Kaynaktan Alıntı
○ ○ ○ ○
Sağlıkta yük halkın sırtında

TÜİK verileri, AKP’nin sağlıkta şişirdiği balonu patlattı. Verilere göre devletin sağlığa harcadığı paranın oranı düştü, halkın cebinden çıkan para arttı. Hükümet, sağlıkta dönüşümü “Herkes istediği hastaneye gidecek, kuyruklar olmayacak” diye pazarlıyordu. Sonuç, insanların sağlığa daha fazla para harcaması oldu.

Nurettin Öztatar - soL
Türkiye İstatistik Kurumu (TÜİK), 2009-2012 yıllarını kapsayan Sağlık Harcamaları İstatistikleri’ni yayımladı. En dikkat çekici veri, hanehalkının sağlığa harcadığı nakit para oranının artması, ancak devletin yaptığı sağlık harcamalarının oransal olarak düşmeyi sürdürmesi oldu. Bu düşüş, AKP’nin en çok övündüğü sağlıkta dönüşüm reformunun, sağlığın yükünün halkın sırtına yıkılması olduğunu gösterdi.
○ ○ ○ ○
Kaydedilen Veriler
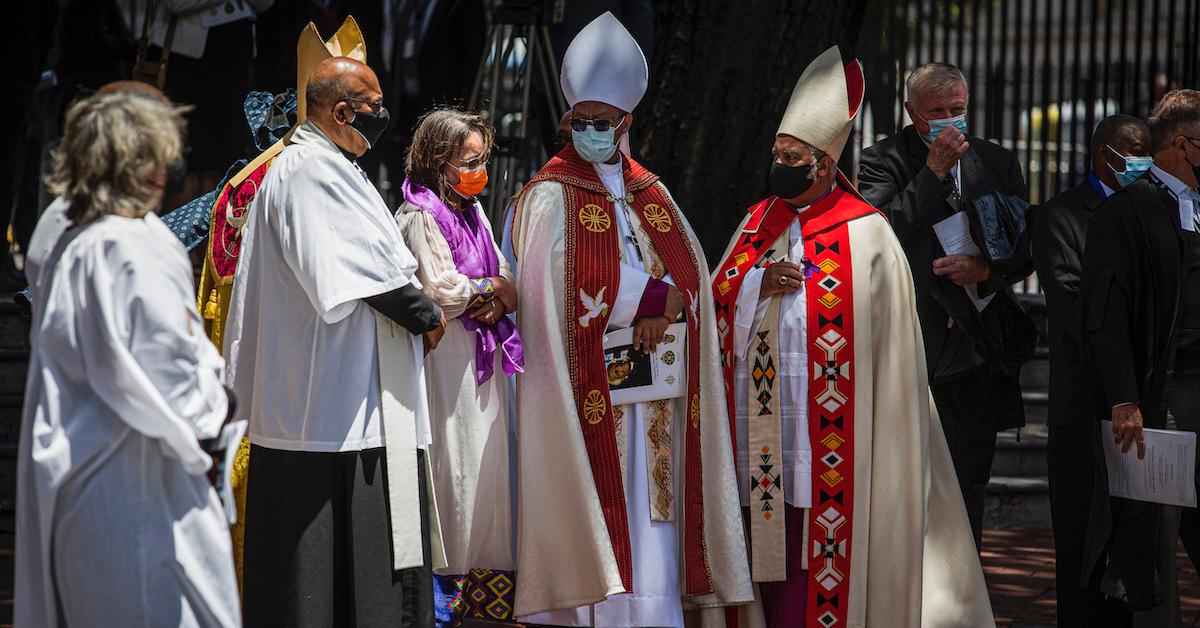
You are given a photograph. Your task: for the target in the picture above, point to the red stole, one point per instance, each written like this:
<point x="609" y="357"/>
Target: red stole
○ ○ ○ ○
Yönergeler
1. Sağlık harcamaları haberinde özel adla anılan kişi ve kuruluşların tamamını sıralayınız.
2. Sağlık harcamaları haberini, son cümlesinden sonra kaldığı yerden sürdürünüz.

Sonuçlar
1.
- Nurettin Öztatar
- soL
- Türkiye İstatistik Kurumu (TÜİK)
- AKP

2.
Toplam harcama
Sağlık harcaması 2012 yılında, 76 milyar 278 milyon TL olarak gerçekleşti. 2009 yılında 57 milyar 911 milyon TL olan sağlık harcamaları, yüzde 6,5 oranında artarak 61 milyar 678 milyon TL olarak gerçekleşti. 2011 yılında yüzde 11,7 oranında bir artışla 68 milyar 897 milyon TL, 2012 yılında ise yüzde 10,7 oranında bir artışla 76 milyar 278 milyon TL’ye ulaştı. Dolar bazlı düşünüldüğünde ise harcamalar 2009’da 37 milyon 493 bin dolarken, 2012’de bu rakam 5 milyon dolarlık bir artışla 42 milyon 332 dolar oldu.

Cari sağlık harcamasının toplam sağlık harcaması içindeki payı 2009 yılında yüzde 95,5, 2010 yılında yüzde 95 ve 2011 yılında yüzde 94,9, 2012 yılında ise yüzde 95,5 olarak gerçekleşti.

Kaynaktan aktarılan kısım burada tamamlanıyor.